What is being asked: Starting with the first line of the data below, copy each line up to and including the one containing "TARGET = ornate silver lantern". Pictures stay out.

Supplied information:
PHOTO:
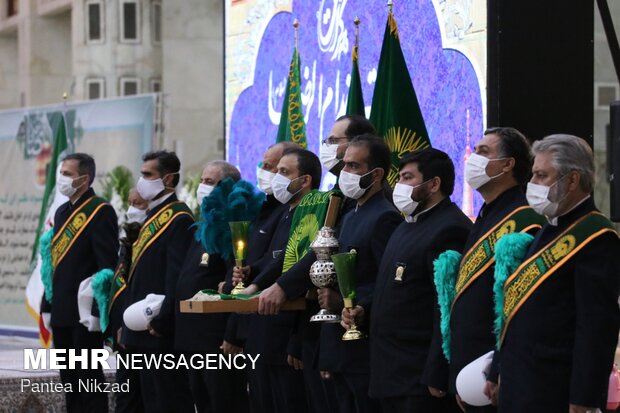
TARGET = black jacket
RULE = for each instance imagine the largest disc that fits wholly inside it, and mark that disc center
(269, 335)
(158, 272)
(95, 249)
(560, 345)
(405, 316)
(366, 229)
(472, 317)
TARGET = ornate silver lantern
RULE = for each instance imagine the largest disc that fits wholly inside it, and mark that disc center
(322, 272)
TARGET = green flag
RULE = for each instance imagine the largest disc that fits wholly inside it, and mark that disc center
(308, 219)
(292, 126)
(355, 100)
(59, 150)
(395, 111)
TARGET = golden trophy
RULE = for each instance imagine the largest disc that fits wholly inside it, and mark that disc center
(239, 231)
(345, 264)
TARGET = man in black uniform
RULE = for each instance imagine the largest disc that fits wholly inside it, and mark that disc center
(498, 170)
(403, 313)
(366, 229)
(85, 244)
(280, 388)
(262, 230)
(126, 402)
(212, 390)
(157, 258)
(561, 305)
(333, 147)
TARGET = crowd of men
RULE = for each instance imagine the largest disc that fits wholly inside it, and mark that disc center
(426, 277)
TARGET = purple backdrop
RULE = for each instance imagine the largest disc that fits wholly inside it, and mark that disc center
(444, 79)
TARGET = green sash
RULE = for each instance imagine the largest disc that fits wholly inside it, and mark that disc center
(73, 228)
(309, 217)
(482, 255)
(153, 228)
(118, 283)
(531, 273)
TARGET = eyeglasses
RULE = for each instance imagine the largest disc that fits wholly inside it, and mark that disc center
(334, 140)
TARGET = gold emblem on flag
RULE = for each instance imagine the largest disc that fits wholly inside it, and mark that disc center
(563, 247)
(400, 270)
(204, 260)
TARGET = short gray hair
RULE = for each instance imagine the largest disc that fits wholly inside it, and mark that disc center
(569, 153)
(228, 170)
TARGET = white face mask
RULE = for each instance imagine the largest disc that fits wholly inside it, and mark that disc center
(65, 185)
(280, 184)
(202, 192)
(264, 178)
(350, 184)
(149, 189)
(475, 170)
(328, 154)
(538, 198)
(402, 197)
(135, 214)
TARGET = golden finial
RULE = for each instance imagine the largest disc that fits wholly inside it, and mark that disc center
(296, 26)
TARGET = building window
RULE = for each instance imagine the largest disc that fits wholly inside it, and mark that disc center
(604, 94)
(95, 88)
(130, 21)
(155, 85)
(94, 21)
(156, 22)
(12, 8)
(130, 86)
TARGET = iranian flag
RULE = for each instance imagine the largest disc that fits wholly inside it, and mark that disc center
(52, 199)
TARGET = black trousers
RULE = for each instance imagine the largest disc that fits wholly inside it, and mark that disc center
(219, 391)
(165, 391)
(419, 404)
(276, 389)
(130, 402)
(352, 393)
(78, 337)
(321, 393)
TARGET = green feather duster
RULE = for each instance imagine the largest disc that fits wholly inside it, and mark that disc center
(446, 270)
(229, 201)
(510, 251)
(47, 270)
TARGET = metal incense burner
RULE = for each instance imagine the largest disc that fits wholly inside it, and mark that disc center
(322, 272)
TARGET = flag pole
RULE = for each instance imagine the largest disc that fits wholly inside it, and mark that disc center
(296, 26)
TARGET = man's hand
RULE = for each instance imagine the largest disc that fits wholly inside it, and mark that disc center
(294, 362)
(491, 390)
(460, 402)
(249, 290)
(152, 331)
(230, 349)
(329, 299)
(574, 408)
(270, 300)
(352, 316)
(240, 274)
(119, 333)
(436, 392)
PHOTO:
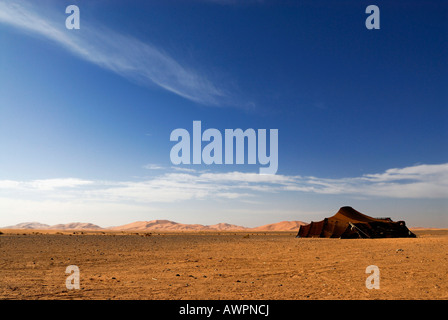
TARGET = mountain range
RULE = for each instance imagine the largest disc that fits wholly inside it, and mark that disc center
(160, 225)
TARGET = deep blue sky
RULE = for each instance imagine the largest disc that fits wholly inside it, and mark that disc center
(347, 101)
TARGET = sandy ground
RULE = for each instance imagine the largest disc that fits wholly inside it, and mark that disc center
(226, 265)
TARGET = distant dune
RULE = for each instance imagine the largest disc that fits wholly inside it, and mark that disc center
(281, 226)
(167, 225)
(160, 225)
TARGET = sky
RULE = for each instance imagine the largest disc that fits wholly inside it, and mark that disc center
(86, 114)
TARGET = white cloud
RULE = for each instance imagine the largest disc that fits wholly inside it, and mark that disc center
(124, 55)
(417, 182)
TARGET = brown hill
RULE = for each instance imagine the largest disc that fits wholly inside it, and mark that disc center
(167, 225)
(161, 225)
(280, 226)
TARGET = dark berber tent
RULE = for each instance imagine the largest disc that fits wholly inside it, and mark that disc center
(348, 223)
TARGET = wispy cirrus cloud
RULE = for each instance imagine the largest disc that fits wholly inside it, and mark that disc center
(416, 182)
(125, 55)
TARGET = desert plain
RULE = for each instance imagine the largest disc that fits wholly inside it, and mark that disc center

Written answer:
PHOTO:
TARGET = black jacket
RULE = for each instance imagine the largest disc that fits wholly inside it, and mark that disc center
(269, 335)
(158, 272)
(95, 249)
(560, 345)
(405, 316)
(366, 229)
(472, 317)
TARGET = ornate silver lantern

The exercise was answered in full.